EXERCISE DESCRIPTION:
Retype word for word the part of the C code discussion below that starts at "if ( ( i != n - 1" and ends at "invokes undefined behavior.".

TEXT PROVIDED:
%%

For starters this condition in the if statement:

if ((t[i] % 2!=0) && (t[i+1] % 2 ==0) && (i != n-1))

can invoke undefined behavior when i is equal to n- 1 because the expression t[i+1] can have a trap value. You need to write at least like:

if ( ( i != n - 1 ) && (t[i] % 2!=0) && (t[i+1] % 2 ==0) )

Using the function strcpy that expects arguments of pointer types that point to strings

char *strcpy(char * restrict s1, const char * restrict s2);

with objects of the type char invokes undefined behavior.

Instead of these calls of the function:

          strcpy(echange, t[i]);
          strcpy(t[i], t[i+1]);
          strcpy(t[i+1], echange);

you could just write:

          echange = t[i];
          t[i] = t[i+1];
          t[i+1] = echange;

to swap two characters.

And as I understand instead of sorting the character array you need to split it into two partitions.

If you indeed want to sort the array then instead of trying to write the bubble sort method yourself you could use the standard C function qsort as it is shown in the demonstration program below.

#include <stdio.h>
#include <stdlib.h>

int cmp( const void *p1, const void *p2 )
{
    unsigned char c1 = *( const unsigned char * )p1;
    unsigned char c2 = *( const unsigned char * )p2;
    
    return c1 % 2 == c2 % 2 ? c1 - c2
                            : c1 % 2 - c2 % 2;
}

int main( void )

%%

RECORD LIST:
%%

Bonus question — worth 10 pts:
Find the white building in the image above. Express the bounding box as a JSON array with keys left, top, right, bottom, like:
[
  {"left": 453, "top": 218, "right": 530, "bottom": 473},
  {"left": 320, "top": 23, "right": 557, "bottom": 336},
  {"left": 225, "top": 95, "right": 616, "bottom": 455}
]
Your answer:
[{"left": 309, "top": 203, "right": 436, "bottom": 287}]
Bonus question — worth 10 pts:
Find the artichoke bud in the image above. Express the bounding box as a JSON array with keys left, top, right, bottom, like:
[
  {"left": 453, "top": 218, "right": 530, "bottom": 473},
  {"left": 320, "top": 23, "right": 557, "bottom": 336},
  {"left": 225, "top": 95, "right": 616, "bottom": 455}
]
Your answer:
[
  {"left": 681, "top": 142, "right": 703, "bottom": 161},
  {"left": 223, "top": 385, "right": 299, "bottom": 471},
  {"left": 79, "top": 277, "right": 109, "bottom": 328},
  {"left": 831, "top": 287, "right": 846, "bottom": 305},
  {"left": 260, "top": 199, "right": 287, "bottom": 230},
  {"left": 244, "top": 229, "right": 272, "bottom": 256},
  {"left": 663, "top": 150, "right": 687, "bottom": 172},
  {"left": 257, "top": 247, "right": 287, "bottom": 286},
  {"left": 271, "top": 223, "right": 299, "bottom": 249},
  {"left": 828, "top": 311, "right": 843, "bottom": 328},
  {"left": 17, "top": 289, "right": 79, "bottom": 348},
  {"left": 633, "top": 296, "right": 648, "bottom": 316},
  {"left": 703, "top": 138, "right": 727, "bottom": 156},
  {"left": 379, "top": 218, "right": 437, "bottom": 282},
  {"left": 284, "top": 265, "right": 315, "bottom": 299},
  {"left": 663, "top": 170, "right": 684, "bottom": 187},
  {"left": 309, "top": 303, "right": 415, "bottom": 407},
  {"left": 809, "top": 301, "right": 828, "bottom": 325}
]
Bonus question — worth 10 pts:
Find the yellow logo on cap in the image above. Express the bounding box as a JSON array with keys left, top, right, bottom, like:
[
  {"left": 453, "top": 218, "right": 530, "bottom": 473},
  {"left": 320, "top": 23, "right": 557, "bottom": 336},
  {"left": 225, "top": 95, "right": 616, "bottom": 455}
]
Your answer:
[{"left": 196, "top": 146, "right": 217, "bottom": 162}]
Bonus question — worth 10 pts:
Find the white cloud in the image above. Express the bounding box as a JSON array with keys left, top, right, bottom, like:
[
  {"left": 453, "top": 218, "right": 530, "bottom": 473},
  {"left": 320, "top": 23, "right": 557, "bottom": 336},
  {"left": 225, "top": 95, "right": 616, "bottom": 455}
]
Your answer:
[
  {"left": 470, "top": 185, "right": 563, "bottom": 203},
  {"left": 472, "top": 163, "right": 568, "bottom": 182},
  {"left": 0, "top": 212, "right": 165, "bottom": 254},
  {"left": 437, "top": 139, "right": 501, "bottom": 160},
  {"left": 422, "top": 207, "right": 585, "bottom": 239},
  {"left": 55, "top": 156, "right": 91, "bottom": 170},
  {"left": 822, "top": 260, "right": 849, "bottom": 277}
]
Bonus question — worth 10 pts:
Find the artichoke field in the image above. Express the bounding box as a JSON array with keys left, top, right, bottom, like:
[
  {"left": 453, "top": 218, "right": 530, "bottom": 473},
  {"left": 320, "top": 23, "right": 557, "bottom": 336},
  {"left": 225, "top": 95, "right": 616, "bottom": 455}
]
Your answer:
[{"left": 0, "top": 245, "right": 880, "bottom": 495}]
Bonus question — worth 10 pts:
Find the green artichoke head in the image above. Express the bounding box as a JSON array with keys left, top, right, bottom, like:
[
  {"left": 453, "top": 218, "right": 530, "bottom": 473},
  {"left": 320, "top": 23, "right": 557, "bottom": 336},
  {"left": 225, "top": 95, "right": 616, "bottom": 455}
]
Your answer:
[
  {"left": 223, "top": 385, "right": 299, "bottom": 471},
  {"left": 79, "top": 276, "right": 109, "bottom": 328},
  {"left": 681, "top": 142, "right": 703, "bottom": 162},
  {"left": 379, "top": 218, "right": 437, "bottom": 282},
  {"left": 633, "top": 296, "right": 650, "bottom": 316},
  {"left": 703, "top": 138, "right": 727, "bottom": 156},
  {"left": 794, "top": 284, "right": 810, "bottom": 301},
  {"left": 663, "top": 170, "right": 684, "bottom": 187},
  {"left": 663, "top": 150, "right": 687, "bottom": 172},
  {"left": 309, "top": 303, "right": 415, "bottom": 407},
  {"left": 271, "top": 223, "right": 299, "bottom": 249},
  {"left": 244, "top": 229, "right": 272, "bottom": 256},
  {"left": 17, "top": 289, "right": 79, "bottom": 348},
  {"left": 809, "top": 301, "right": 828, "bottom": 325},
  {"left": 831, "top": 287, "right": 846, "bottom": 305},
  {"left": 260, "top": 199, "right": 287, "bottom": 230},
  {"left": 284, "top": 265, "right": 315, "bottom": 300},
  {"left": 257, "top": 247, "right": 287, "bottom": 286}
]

%%

WRITTEN ANSWER:
if ( ( i != n - 1 ) && (t[i] % 2!=0) && (t[i+1] % 2 ==0) )

Using the function strcpy that expects arguments of pointer types that point to strings

char *strcpy(char * restrict s1, const char * restrict s2);

with objects of the type char invokes undefined behavior.